▶ [EXERCISE OBJECTIVE]
Only those lines running from the line that contains "identify the green" through the end of the material are to be written out, each exactly as shown.
== EXTRACTED ENTRIES ==
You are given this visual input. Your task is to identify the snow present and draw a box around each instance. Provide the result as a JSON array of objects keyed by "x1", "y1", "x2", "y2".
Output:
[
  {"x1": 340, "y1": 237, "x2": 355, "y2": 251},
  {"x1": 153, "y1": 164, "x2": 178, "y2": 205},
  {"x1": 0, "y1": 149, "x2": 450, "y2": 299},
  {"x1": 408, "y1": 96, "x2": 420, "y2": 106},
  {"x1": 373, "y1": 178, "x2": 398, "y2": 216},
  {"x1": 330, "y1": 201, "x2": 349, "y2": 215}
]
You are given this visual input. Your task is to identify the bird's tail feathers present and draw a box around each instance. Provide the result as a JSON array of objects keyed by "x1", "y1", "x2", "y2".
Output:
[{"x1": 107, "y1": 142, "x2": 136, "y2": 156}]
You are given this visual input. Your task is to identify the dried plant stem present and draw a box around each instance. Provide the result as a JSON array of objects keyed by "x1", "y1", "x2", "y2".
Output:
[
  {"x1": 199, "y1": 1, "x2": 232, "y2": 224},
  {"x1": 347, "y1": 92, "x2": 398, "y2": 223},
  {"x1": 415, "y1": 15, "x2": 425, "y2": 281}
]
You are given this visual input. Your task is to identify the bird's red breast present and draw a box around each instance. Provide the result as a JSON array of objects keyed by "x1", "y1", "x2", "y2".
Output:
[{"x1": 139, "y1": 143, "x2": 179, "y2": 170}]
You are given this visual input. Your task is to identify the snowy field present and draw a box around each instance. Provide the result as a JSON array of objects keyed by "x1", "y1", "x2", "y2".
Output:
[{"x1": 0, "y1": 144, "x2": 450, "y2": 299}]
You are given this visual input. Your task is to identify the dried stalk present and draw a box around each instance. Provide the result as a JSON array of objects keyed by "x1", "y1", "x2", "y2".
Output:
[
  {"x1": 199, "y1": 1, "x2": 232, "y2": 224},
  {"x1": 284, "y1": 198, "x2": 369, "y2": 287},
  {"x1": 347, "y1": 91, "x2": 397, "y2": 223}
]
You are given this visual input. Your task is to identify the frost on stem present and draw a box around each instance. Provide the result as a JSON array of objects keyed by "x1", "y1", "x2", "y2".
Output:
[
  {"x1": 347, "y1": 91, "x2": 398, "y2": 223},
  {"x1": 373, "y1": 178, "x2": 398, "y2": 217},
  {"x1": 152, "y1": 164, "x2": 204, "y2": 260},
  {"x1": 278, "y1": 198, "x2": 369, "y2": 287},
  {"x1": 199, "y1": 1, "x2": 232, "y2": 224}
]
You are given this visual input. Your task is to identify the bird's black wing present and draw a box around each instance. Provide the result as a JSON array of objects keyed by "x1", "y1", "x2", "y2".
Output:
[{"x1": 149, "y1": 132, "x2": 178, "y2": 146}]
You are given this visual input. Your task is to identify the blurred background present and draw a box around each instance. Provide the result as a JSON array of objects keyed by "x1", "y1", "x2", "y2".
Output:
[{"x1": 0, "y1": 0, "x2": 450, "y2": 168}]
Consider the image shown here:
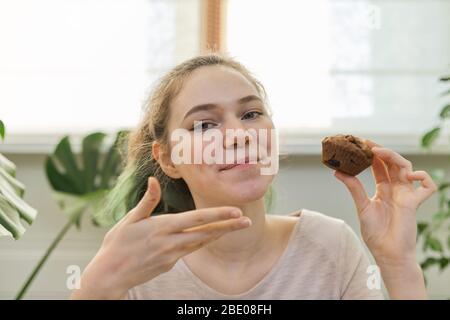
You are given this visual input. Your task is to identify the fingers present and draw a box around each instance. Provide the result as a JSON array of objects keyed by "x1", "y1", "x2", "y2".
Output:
[
  {"x1": 172, "y1": 217, "x2": 251, "y2": 254},
  {"x1": 165, "y1": 207, "x2": 242, "y2": 232},
  {"x1": 334, "y1": 171, "x2": 370, "y2": 214},
  {"x1": 127, "y1": 177, "x2": 161, "y2": 222},
  {"x1": 372, "y1": 155, "x2": 391, "y2": 184},
  {"x1": 371, "y1": 147, "x2": 412, "y2": 182},
  {"x1": 407, "y1": 170, "x2": 438, "y2": 203}
]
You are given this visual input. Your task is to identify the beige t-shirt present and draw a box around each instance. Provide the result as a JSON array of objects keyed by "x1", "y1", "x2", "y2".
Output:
[{"x1": 127, "y1": 209, "x2": 383, "y2": 300}]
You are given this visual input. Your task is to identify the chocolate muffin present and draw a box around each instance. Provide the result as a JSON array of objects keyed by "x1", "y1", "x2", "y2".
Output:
[{"x1": 322, "y1": 134, "x2": 373, "y2": 176}]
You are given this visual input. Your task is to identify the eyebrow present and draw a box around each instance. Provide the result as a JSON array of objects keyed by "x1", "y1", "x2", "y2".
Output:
[{"x1": 183, "y1": 94, "x2": 262, "y2": 120}]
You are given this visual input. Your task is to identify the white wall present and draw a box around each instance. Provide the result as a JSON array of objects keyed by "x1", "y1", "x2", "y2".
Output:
[{"x1": 0, "y1": 154, "x2": 450, "y2": 299}]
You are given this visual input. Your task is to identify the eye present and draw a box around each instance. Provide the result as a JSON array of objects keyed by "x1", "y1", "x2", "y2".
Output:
[
  {"x1": 242, "y1": 111, "x2": 263, "y2": 120},
  {"x1": 190, "y1": 121, "x2": 216, "y2": 131}
]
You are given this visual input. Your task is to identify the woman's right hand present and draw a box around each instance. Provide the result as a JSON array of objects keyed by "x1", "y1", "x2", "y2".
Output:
[{"x1": 71, "y1": 177, "x2": 251, "y2": 299}]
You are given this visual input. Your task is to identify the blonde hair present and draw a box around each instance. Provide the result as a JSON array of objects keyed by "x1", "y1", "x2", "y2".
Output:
[{"x1": 97, "y1": 54, "x2": 272, "y2": 222}]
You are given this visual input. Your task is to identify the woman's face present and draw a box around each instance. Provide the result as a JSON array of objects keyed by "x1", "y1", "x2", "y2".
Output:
[{"x1": 162, "y1": 66, "x2": 274, "y2": 205}]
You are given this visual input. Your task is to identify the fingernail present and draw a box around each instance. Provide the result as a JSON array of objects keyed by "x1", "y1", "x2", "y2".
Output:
[
  {"x1": 241, "y1": 217, "x2": 252, "y2": 227},
  {"x1": 230, "y1": 209, "x2": 242, "y2": 218},
  {"x1": 147, "y1": 177, "x2": 155, "y2": 193}
]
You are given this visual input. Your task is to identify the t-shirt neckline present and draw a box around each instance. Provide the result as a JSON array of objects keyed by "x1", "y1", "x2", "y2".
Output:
[{"x1": 178, "y1": 209, "x2": 306, "y2": 299}]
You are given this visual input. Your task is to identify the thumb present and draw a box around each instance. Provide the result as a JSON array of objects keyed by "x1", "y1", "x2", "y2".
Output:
[
  {"x1": 334, "y1": 170, "x2": 370, "y2": 214},
  {"x1": 130, "y1": 177, "x2": 161, "y2": 222}
]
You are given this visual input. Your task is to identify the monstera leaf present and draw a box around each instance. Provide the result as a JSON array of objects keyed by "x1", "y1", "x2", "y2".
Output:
[
  {"x1": 0, "y1": 120, "x2": 37, "y2": 240},
  {"x1": 16, "y1": 131, "x2": 127, "y2": 299},
  {"x1": 45, "y1": 131, "x2": 125, "y2": 228}
]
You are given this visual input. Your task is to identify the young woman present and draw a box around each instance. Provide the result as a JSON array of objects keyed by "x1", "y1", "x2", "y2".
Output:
[{"x1": 72, "y1": 55, "x2": 436, "y2": 299}]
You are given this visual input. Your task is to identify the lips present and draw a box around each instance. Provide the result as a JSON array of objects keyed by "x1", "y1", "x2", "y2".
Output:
[{"x1": 219, "y1": 157, "x2": 257, "y2": 171}]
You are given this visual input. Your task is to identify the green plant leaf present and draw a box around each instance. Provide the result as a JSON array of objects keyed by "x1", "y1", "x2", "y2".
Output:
[
  {"x1": 0, "y1": 120, "x2": 5, "y2": 140},
  {"x1": 439, "y1": 257, "x2": 450, "y2": 271},
  {"x1": 100, "y1": 131, "x2": 125, "y2": 189},
  {"x1": 421, "y1": 127, "x2": 441, "y2": 148},
  {"x1": 439, "y1": 104, "x2": 450, "y2": 119},
  {"x1": 45, "y1": 157, "x2": 79, "y2": 194},
  {"x1": 50, "y1": 136, "x2": 85, "y2": 194},
  {"x1": 0, "y1": 153, "x2": 16, "y2": 177},
  {"x1": 82, "y1": 132, "x2": 106, "y2": 193},
  {"x1": 0, "y1": 194, "x2": 25, "y2": 240},
  {"x1": 0, "y1": 154, "x2": 37, "y2": 239}
]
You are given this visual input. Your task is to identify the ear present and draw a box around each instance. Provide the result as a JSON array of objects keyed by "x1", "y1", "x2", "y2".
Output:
[{"x1": 152, "y1": 141, "x2": 181, "y2": 179}]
===
▶ [SOLUTION]
You are given this visual input. Your task is to identify the green plant leaf present and draw a box around each instance. Provide the result as a JSON array of objects keyed by "x1", "y1", "x2", "y2".
Output:
[
  {"x1": 0, "y1": 120, "x2": 5, "y2": 140},
  {"x1": 439, "y1": 257, "x2": 450, "y2": 271},
  {"x1": 100, "y1": 131, "x2": 125, "y2": 189},
  {"x1": 421, "y1": 127, "x2": 441, "y2": 148},
  {"x1": 439, "y1": 104, "x2": 450, "y2": 119},
  {"x1": 45, "y1": 157, "x2": 79, "y2": 194},
  {"x1": 50, "y1": 136, "x2": 85, "y2": 194},
  {"x1": 0, "y1": 153, "x2": 16, "y2": 177},
  {"x1": 82, "y1": 132, "x2": 106, "y2": 193},
  {"x1": 0, "y1": 194, "x2": 25, "y2": 240},
  {"x1": 0, "y1": 154, "x2": 37, "y2": 239}
]
You are given this visual input. Your task is to identify the ear present and draw a box around each instance. Provide the result as a JSON array of objects keyed by "x1", "y1", "x2", "y2".
Output:
[{"x1": 152, "y1": 141, "x2": 181, "y2": 179}]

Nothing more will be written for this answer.